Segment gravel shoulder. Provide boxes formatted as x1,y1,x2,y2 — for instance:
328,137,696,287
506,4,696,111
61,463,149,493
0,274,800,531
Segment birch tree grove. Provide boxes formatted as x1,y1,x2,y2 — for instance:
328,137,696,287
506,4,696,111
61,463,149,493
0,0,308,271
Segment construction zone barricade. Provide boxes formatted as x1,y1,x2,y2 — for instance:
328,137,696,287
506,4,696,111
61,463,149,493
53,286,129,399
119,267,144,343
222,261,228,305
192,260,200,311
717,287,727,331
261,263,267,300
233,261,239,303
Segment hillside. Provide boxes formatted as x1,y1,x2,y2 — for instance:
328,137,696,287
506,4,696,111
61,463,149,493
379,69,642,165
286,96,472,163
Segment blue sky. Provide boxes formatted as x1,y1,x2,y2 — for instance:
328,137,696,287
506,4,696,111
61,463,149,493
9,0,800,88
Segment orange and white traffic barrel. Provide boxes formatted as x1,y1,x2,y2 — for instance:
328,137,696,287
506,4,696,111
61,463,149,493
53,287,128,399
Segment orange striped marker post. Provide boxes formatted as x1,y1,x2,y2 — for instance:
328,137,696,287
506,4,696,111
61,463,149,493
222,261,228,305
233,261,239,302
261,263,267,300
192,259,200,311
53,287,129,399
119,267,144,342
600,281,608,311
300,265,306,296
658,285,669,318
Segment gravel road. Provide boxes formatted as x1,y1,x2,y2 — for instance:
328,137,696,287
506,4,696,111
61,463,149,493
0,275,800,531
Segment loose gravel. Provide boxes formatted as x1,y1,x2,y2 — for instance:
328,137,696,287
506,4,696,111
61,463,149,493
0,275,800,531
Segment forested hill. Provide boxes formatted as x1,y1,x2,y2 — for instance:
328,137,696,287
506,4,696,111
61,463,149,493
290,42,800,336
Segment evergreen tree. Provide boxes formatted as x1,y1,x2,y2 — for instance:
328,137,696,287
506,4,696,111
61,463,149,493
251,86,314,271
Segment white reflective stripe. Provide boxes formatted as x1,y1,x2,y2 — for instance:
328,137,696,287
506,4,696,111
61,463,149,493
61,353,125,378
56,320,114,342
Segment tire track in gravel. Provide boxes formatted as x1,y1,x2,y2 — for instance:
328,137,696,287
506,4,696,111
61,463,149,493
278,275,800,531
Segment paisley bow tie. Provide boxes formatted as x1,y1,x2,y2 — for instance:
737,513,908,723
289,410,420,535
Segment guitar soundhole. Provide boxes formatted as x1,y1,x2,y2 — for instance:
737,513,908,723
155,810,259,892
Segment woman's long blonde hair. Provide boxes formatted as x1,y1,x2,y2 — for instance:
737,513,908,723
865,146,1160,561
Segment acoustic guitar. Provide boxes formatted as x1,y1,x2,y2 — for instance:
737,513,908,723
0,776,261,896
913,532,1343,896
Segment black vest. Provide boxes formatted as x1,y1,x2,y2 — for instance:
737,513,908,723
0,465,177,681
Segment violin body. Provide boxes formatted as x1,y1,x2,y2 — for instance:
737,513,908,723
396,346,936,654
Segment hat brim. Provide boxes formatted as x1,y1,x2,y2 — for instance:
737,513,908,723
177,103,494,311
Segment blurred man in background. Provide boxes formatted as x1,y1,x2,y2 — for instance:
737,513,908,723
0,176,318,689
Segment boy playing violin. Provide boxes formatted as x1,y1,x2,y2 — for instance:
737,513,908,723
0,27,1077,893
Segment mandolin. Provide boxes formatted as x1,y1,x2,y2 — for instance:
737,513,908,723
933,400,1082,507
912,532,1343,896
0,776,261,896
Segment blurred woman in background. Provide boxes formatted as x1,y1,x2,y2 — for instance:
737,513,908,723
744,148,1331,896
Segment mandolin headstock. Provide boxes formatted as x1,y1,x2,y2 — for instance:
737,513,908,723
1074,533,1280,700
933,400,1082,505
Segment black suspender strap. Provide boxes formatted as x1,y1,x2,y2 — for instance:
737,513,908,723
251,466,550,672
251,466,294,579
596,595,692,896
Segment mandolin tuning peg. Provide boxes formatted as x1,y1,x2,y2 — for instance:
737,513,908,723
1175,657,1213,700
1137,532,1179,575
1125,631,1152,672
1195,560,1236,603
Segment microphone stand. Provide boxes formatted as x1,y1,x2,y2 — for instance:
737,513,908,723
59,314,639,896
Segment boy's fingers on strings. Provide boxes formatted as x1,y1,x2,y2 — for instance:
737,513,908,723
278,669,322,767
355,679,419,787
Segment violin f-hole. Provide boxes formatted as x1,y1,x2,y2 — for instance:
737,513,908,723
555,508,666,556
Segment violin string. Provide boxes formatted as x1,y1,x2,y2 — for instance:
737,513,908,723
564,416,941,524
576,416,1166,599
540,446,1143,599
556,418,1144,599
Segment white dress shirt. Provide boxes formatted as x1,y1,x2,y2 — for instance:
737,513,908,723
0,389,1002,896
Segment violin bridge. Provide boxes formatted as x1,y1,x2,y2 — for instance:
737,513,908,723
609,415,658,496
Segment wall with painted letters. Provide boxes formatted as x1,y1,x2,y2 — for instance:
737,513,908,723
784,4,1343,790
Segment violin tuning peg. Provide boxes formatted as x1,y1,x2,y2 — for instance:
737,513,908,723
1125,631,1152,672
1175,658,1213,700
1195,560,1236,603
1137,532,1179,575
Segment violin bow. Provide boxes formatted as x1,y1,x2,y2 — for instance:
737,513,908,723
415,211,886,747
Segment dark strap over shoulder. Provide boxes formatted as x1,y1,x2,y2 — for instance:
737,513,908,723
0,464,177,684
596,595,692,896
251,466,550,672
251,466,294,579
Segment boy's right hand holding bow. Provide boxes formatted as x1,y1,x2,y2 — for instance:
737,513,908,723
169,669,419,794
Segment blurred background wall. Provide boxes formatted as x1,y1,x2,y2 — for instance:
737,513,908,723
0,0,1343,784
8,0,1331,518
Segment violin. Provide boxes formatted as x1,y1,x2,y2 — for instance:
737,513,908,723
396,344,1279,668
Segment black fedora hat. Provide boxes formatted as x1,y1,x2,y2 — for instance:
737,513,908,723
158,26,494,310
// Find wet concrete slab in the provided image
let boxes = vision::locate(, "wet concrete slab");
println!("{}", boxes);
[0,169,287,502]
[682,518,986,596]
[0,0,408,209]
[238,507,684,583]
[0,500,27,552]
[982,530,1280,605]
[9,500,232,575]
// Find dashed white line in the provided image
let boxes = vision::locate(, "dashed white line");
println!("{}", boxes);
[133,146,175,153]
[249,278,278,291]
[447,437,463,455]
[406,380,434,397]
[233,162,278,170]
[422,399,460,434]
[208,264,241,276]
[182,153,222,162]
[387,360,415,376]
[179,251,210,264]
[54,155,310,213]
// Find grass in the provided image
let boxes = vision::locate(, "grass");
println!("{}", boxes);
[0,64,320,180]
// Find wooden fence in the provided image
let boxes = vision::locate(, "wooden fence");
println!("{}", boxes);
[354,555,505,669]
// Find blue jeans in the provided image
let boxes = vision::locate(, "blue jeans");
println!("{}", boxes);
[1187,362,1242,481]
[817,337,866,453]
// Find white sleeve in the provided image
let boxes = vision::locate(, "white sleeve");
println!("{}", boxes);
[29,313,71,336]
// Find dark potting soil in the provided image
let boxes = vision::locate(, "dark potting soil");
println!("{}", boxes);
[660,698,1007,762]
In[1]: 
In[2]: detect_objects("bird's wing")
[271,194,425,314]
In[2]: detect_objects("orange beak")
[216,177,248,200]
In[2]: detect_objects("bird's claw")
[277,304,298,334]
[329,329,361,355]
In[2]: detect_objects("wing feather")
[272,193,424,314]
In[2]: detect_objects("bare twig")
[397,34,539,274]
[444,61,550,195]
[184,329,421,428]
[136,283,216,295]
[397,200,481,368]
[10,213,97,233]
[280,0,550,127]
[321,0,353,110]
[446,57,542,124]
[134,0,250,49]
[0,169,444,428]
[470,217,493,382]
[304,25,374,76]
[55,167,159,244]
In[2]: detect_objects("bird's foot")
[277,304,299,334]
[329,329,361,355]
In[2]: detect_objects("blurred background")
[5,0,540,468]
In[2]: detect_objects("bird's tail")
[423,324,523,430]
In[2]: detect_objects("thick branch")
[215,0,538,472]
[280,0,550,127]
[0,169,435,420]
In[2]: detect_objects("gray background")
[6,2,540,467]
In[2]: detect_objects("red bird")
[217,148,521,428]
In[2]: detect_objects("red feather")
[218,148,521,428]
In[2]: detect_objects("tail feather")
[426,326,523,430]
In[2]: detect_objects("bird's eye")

####

**DIRECTIVE:** Reproduce the records from their start through the line containing "53,287,128,399", replacing each "boxes" with "rectangles" and leaving everything else unchanged.

**RESPONSE TO THIS TASK:**
Segment gravel shoulder. Provide rectangles formatted as x1,y1,x2,y2 — for instance:
328,137,696,287
506,4,696,111
61,463,149,493
0,274,800,531
Segment birch tree grove. Provide rectangles formatted as x1,y1,x2,y2 — for instance:
328,137,696,287
506,4,696,111
61,463,149,493
0,0,308,271
Segment construction zone barricade. Provide rectangles formatted as x1,y1,x2,y2 — for instance:
328,137,696,287
506,4,696,111
61,463,149,493
53,286,129,399
119,267,144,343
222,261,228,305
192,260,200,311
717,287,727,331
261,263,267,300
233,261,239,303
Segment hillside. Provide rectangles formatted as x1,y1,x2,y2 — for instance:
328,137,696,287
506,4,696,111
61,463,149,493
379,69,642,165
286,96,472,163
Segment blue sky. Provide rectangles formatted as x1,y1,x2,y2 — for instance:
328,137,696,287
506,4,696,111
61,463,149,493
9,0,800,88
Segment orange and white traffic barrel. Provide rectangles formatted as x1,y1,x2,y2 — for instance:
328,137,696,287
506,4,696,111
61,463,149,493
53,287,128,399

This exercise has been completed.